Source text
We do this — you do this — to avoid conversation, even though the volume isn’t loud enough to really know what’s going on during this episode of “General Hospital.” Still, you make a point to look totally engrossed and, like, “Oh my, I didn’t even notice you all talking in a foreign language you know I don’t understand!” Notice that there are no Asian people in the show, commercials or previews for what’s on next.

3:35 p.m.: Continue to watch the TV. Try to “relax.” Hide growing anxiety that your nail tech is going to, again, not listen to you because, so far, he’s “trimmed” your nails down to a length suitable for FloJo.

Or was it Jackie Joyner-Kersee? Do you mix those runners up because they were both black and you’re racist? Or because one of their two-name last names was the same, Joyner? Or because you were a child when they ran in the Olympics and how can you be expected to remember who was who? Or all a little of all of the above?

Decide to wait it out and maybe say something if they’re still too long when it’s time to put on the polish.

3:40 p.m.: Regret losing brain cells from watching “General Hospital” on mute. Listen, instead, to the nail tech sitting next to your nail tech.

Exercise details
Reproduce the nail salon passage between "Or was it Jackie" and "on the polish.", inclusive.

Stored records

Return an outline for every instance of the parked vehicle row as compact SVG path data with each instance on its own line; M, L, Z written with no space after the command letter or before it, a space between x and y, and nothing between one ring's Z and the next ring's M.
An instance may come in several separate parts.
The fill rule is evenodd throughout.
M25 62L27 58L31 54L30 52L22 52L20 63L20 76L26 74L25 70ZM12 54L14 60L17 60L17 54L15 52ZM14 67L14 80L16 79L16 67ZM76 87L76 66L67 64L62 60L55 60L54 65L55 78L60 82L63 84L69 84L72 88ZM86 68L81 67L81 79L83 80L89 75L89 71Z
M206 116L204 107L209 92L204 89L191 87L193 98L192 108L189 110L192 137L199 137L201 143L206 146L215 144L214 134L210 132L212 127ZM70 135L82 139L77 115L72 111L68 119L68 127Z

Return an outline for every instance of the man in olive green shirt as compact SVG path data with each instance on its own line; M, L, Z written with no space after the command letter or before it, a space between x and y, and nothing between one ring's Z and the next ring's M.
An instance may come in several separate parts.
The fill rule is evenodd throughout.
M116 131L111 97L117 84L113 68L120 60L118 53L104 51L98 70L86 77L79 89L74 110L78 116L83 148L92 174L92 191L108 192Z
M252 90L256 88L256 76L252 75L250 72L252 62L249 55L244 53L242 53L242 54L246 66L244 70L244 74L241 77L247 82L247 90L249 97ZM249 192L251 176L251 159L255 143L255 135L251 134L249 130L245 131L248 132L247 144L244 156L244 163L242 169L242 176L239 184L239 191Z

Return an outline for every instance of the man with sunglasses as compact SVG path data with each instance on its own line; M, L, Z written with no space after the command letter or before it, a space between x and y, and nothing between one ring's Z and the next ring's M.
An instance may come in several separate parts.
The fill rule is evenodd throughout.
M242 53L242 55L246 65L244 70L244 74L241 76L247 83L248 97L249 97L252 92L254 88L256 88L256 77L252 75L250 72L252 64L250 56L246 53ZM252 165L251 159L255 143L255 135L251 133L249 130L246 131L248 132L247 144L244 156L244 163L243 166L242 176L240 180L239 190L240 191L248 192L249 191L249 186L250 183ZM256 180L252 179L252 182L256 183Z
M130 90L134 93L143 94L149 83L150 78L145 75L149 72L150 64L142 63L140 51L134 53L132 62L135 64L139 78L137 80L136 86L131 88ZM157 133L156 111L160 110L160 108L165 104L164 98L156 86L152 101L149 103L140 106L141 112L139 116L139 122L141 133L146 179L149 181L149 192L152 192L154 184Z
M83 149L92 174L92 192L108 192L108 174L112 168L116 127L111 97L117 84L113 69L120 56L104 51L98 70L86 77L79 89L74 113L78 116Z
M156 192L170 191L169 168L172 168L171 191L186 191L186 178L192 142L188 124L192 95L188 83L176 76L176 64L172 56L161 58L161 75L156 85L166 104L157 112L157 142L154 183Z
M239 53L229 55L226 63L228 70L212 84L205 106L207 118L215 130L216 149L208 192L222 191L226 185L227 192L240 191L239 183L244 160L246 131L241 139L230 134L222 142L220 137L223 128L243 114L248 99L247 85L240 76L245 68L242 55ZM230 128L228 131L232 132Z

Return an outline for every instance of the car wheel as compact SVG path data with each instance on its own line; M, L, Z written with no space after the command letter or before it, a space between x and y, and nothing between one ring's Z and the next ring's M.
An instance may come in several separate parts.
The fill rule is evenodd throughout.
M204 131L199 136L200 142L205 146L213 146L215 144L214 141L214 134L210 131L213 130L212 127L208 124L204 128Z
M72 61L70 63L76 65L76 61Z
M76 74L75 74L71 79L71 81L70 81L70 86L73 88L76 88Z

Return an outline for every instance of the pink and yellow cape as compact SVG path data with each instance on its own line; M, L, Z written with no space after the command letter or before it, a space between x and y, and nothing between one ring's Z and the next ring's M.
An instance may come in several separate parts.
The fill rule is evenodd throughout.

Task result
Or was it Jackie Joyner-Kersee? Do you mix those runners up because they were both black and you’re racist? Or because one of their two-name last names was the same, Joyner? Or because you were a child when they ran in the Olympics and how can you be expected to remember who was who? Or all a little of all of the above?

Decide to wait it out and maybe say something if they’re still too long when it’s time to put on the polish.